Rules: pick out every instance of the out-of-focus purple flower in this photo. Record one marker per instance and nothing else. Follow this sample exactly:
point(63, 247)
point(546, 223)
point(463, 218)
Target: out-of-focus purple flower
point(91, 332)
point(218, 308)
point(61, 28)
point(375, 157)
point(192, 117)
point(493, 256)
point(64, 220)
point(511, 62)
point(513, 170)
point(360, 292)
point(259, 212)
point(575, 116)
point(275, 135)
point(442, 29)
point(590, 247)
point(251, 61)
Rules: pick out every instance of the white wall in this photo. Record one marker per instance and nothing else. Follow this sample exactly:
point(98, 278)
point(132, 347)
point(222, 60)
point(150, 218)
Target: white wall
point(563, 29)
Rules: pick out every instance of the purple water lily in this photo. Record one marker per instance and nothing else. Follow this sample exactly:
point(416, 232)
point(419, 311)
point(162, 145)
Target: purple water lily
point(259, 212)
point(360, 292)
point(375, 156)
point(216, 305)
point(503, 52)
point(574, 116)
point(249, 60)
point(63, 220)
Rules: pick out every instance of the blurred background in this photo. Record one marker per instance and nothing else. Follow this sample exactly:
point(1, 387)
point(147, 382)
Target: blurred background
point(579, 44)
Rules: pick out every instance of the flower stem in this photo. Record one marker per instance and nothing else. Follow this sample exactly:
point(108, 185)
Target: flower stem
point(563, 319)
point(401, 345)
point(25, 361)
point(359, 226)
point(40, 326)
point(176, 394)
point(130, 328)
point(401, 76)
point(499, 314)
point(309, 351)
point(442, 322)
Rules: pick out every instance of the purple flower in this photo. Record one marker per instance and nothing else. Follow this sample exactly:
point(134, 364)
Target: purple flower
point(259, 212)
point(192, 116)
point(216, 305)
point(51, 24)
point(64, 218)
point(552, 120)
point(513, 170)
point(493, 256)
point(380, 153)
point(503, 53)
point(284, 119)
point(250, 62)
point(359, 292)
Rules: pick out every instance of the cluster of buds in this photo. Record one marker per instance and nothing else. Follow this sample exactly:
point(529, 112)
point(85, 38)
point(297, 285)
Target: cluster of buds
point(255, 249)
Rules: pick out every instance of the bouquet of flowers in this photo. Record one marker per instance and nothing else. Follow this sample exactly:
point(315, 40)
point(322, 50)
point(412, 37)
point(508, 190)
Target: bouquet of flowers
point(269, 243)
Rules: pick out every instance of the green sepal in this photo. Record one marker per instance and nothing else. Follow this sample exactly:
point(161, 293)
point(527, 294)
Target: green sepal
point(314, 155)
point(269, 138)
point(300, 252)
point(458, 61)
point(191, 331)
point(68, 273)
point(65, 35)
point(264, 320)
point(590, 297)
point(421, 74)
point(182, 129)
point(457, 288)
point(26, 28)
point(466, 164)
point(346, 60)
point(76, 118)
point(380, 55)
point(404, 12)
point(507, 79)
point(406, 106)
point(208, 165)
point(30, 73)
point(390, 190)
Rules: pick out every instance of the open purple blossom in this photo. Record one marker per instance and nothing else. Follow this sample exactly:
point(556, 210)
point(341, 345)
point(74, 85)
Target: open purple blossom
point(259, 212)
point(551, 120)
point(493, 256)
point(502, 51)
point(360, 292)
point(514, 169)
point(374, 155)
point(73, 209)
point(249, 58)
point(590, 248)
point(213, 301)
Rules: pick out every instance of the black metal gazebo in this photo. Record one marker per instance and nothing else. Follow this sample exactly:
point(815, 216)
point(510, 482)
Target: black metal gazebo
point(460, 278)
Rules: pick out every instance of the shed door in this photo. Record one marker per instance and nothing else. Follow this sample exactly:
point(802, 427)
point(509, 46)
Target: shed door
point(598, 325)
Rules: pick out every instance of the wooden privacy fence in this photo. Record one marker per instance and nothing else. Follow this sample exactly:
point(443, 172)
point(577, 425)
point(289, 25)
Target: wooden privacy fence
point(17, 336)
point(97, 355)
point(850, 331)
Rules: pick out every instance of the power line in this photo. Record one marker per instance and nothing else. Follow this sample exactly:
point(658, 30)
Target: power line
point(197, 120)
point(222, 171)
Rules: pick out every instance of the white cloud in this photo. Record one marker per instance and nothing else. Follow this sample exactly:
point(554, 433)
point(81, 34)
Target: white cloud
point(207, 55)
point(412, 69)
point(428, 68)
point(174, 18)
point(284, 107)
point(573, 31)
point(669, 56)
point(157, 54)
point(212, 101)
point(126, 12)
· · · ·
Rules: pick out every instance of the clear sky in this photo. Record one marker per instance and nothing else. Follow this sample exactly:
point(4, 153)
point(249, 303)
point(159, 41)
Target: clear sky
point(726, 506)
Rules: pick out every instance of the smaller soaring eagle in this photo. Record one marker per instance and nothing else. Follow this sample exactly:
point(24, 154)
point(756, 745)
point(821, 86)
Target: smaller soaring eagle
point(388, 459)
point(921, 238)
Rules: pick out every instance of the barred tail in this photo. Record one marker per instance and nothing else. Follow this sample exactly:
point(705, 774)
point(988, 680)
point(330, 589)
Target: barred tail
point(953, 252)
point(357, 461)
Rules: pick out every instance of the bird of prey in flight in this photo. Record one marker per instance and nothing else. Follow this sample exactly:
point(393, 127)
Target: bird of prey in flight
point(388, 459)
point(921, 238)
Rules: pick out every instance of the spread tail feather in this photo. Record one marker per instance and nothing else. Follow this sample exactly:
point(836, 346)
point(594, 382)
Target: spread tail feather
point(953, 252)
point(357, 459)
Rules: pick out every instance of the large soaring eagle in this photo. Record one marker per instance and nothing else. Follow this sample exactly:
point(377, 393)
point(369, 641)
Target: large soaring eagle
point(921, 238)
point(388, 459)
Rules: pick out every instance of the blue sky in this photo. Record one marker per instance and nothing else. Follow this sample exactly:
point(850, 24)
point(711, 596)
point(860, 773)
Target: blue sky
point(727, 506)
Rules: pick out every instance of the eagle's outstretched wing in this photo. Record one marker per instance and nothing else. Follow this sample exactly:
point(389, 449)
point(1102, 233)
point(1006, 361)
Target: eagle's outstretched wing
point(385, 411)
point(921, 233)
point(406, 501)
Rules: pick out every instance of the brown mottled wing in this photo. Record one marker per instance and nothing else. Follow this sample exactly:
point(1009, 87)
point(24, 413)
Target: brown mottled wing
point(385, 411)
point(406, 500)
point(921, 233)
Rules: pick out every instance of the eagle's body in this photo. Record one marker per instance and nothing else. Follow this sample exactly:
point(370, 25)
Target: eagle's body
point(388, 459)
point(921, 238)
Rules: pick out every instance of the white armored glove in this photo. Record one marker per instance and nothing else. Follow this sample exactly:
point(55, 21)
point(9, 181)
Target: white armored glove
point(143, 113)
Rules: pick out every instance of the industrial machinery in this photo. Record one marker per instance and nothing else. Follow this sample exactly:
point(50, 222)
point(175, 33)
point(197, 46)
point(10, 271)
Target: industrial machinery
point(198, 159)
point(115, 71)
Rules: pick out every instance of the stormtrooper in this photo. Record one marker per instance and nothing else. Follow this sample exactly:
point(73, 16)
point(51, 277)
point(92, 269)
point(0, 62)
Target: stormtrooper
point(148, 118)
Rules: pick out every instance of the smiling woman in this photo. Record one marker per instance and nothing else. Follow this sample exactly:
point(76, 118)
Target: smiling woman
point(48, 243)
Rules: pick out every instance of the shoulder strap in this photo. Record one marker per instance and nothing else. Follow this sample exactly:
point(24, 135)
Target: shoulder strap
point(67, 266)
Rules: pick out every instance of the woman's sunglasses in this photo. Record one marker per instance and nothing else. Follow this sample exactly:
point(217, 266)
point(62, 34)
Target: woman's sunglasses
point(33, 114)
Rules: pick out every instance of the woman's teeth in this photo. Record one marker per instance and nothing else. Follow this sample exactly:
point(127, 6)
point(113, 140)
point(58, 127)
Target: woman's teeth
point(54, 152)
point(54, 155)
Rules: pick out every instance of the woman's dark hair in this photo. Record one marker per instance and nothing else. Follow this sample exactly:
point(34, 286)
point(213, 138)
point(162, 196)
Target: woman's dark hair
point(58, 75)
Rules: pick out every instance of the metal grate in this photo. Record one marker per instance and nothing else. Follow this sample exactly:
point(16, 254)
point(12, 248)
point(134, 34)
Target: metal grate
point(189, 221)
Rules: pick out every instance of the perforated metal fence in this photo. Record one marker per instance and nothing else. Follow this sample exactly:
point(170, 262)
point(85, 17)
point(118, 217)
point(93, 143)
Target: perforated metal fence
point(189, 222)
· · · ·
### THE EXERCISE
Can you reproduce the listing above line for line, starting at the line containing "Rules: pick out every instance of the barred" and stopping after the line containing "point(357, 461)"?

### RESPONSE
Rules: pick out every instance of the barred tail in this photo. Record one marker per instance and nothing else. Follow this sample exactly:
point(705, 774)
point(988, 680)
point(330, 589)
Target: barred tail
point(953, 252)
point(357, 461)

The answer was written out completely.